- _Excerpted text_:

____________

Away from the Norm.

I grew up in a house where things like breast, vagina, sex, kissing or what are views were never expected to be a subject of discussion. My parents never spoke or taught me about sex or what it entailed so I grew up with a curious mind, everything I saw I wanted to experiment with it.

I learnt from peers, books and movies as I grew older. My hostel mates in high school taught me un-consciously as I watched from afar how to wrap a sanitary pad around my vagina during my menstrual period though I had still had a kind of learning on the job experience and for a very long time I thought a person could get pregnant from kissing especially when feeling wet. The high school I also attended was of little or no assistance because when it was time to learn about the reproductive system our tutor taught the subject like a forbidden fruit not to be eaten, and even though he taught on some salient point he still danced around all the important areas of discus ending the class with draw the reproductive organ on the board and for those of you who want a career in medicine you would know more as you progress academically, no concise social knowledge whatsoever, no wonder the streets take so much credit giving rise to the increase in unwanted pregnancies in teenagers therefore leaving the mind in a worse state than it was before.

____________

(Data for grounding referring expressions)
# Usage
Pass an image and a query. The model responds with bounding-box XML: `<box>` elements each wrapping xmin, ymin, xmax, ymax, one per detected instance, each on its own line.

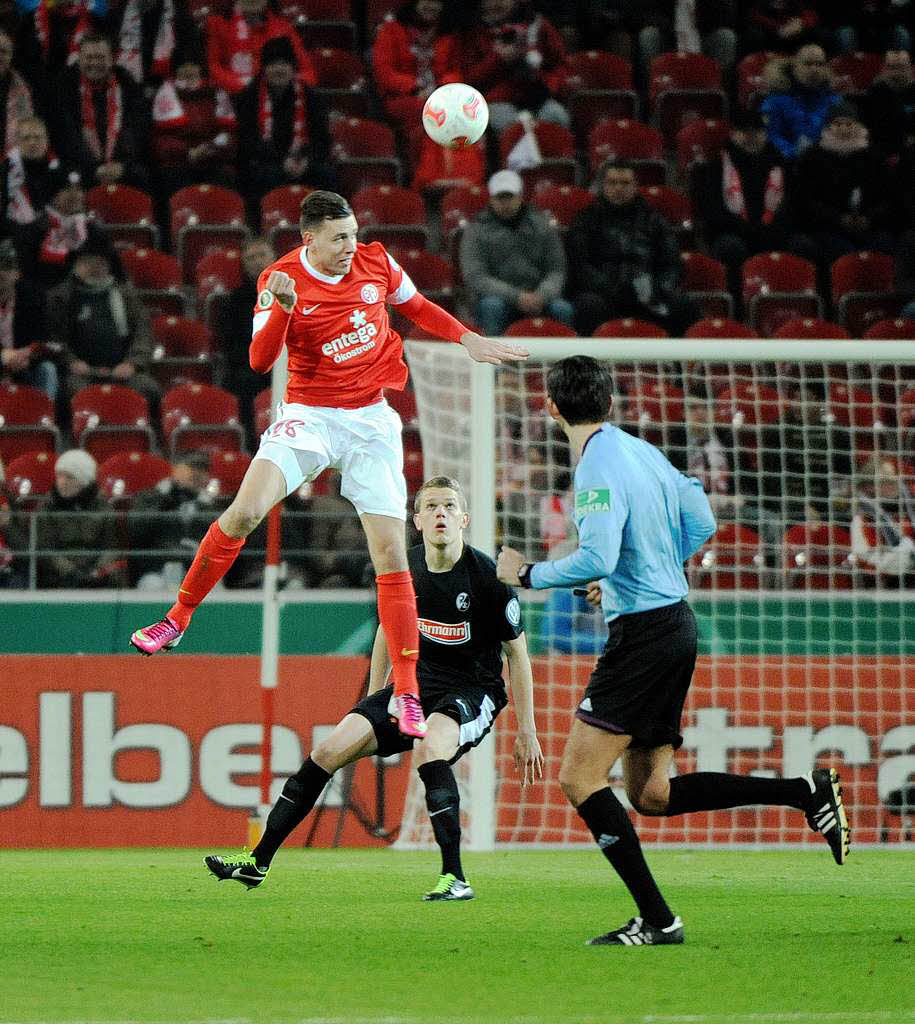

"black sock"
<box><xmin>664</xmin><ymin>771</ymin><xmax>811</xmax><ymax>817</ymax></box>
<box><xmin>577</xmin><ymin>785</ymin><xmax>673</xmax><ymax>928</ymax></box>
<box><xmin>251</xmin><ymin>758</ymin><xmax>331</xmax><ymax>867</ymax></box>
<box><xmin>418</xmin><ymin>761</ymin><xmax>466</xmax><ymax>882</ymax></box>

____________

- _Exercises to complete_:
A. According to the essay on growing up without sex education, what did the narrator long believe could make a person pregnant?
B. Rewrite the essay on growing up without sex education between "Away from the" and "experiment with it.", inclusive, changing "parents" to "family".
C. Carry on the essay on growing up without sex education from its last sentence.
The records are separate material and have nothing to do with the essay.

- _Responses for each task_:
A. Kissing, especially when feeling wet.

B.
Away from the Norm.

I grew up in a house where things like breast, vagina, sex, kissing or what are views were never expected to be a subject of discussion. My family never spoke or taught me about sex or what it entailed so I grew up with a curious mind, everything I saw I wanted to experiment with it.

C.
However, society instructs the girl child at a tender age; an instruction that comes across as a warning rather than an advice.
“Don’t let a man touch you, else you get pregnant”. One of such many instructions I grew up hearing… My dad would always threaten while growing up as a young lady “If you ever get pregnant I would disown you” after which I would look lost wondering how easy getting pregnant must seem, not telling me the importance about my vagina, the intricacies and the delicate frame of the vagina, the extra attention it needs, they forget to mention that I am my vagina, that it is my identity and that I cease to exist as a woman without it.
The vagina one of the organs that has been strategically and visually placed for all.
The vagina a sex organ and a weapon used for war, peace and negotiations yet many still need to learn how to wield and sheath it like a sword because of the level of ignorance and decadence society has sold us.
Scientifically, we have been taught that the vagina has an in-built cleansing system yet society sees it as a part of the body that needs to be disdained on the outside and partially accepted on the inside.
The vagina a six letter word just like every other part of the body seeking recognition and acceptance.
The vagina a place to be celebrated and not demeaned, a story yet to be unfolded, an abode that longs to be carried with pride.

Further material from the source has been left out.